> **Data to use**
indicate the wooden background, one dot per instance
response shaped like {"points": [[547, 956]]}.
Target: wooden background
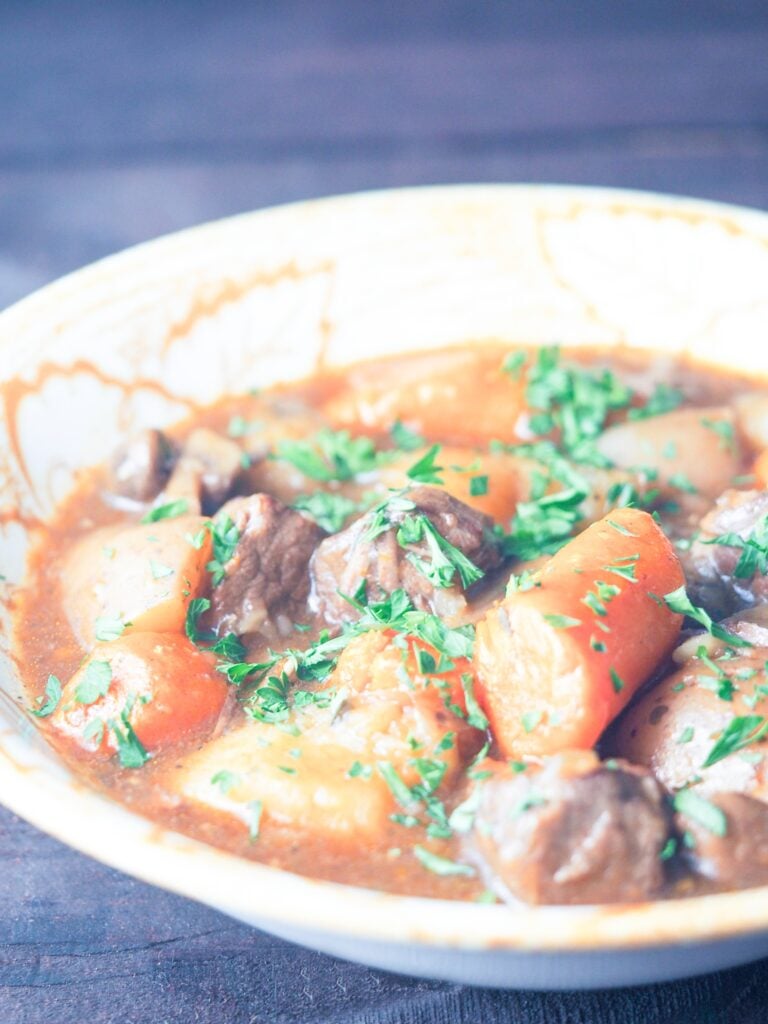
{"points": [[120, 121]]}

...

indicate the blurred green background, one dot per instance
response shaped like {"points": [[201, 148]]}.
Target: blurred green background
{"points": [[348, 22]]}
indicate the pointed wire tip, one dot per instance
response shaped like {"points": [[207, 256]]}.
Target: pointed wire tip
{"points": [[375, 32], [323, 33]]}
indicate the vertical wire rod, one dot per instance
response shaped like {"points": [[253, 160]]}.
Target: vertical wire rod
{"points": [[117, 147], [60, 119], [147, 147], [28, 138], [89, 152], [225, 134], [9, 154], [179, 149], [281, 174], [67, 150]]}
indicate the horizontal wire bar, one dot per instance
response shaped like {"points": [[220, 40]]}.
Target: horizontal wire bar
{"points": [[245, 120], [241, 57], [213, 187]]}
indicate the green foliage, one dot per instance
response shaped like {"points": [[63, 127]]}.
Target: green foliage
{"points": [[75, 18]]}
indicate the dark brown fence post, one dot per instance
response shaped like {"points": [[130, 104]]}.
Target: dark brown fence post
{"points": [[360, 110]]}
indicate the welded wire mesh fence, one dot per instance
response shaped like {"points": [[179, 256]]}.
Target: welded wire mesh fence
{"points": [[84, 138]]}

> **What is required**
Both the line containing "indicate the blurred" and the line containing "indicate the vertical" belong in the answer. Print them and every line above that falls between them exactly, and no others.

> **Written response**
indicate the blurred green background, one dot per instance
response shaped like {"points": [[201, 148]]}.
Target: blurred green background
{"points": [[348, 22]]}
indicate the pointed wire tip, one dot per instance
response shaped like {"points": [[207, 256]]}.
Target: pointed wire tip
{"points": [[375, 32], [323, 33]]}
indicate the vertical wire rod, one dot per instance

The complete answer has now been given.